Natural language region descriptions
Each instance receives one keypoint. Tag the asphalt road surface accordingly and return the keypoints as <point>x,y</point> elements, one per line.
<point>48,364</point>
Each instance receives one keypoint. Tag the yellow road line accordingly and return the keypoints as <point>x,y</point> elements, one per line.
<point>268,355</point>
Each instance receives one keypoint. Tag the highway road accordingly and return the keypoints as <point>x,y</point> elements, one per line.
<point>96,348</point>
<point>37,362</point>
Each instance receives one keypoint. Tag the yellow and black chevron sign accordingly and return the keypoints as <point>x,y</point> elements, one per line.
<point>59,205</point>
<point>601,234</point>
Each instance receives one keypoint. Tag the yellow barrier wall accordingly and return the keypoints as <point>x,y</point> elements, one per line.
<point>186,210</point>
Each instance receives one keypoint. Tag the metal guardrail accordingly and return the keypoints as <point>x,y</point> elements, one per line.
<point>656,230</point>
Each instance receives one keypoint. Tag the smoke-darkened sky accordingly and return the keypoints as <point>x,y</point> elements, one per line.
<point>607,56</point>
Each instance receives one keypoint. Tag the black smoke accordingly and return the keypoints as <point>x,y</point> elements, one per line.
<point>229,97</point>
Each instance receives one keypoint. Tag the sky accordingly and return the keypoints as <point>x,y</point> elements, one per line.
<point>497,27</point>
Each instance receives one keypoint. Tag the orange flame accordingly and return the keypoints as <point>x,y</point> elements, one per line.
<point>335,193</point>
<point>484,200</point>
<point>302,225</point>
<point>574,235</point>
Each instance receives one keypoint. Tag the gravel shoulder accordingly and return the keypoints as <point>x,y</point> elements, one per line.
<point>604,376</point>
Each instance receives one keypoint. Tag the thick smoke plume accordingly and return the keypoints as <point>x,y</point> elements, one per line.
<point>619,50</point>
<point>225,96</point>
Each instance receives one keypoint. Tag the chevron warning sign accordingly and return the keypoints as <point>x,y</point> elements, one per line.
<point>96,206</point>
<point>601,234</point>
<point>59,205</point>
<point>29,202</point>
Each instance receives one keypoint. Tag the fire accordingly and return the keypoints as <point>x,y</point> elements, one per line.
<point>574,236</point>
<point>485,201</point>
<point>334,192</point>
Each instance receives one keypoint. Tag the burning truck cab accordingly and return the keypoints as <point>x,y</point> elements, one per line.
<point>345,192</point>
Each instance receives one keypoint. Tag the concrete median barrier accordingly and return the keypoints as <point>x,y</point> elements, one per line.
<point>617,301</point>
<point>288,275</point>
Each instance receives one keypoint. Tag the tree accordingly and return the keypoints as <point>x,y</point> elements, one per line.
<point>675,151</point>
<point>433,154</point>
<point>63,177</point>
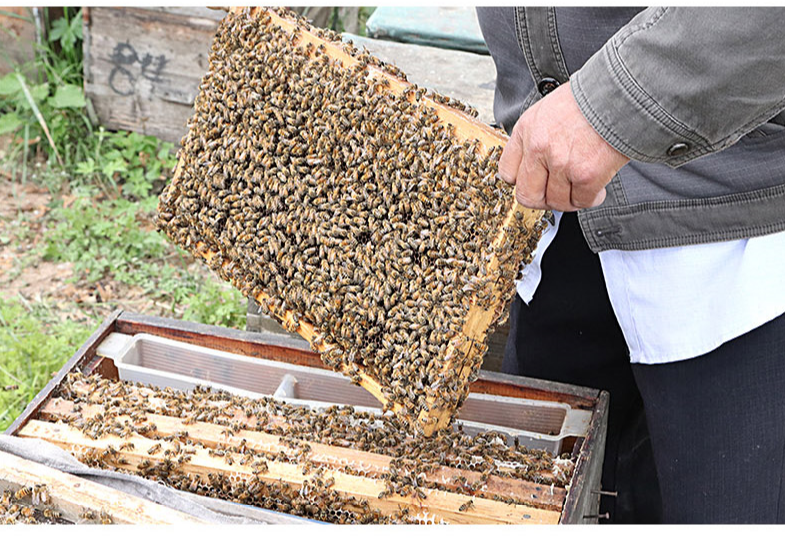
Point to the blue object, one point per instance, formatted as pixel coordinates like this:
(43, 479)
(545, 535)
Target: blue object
(446, 27)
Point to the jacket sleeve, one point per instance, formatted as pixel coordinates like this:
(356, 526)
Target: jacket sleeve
(675, 84)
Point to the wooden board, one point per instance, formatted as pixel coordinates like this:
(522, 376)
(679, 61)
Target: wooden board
(460, 354)
(443, 505)
(73, 495)
(143, 66)
(374, 465)
(582, 497)
(17, 37)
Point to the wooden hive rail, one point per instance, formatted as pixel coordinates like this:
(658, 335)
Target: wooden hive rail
(439, 504)
(372, 464)
(480, 318)
(73, 495)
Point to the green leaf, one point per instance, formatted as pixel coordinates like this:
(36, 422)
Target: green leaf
(58, 29)
(68, 96)
(76, 25)
(10, 122)
(86, 167)
(39, 92)
(9, 85)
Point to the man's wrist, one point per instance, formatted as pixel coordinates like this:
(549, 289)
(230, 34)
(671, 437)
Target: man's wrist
(627, 117)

§ Your goal
From the line containing "Point to the man's" down to the last line, reproduce the records exactly. Include both ends.

§ Final answer
Point to the man's wrist, one point per instance, formatted as pixel coordinates like this:
(549, 289)
(230, 34)
(671, 437)
Target: man's wrist
(627, 117)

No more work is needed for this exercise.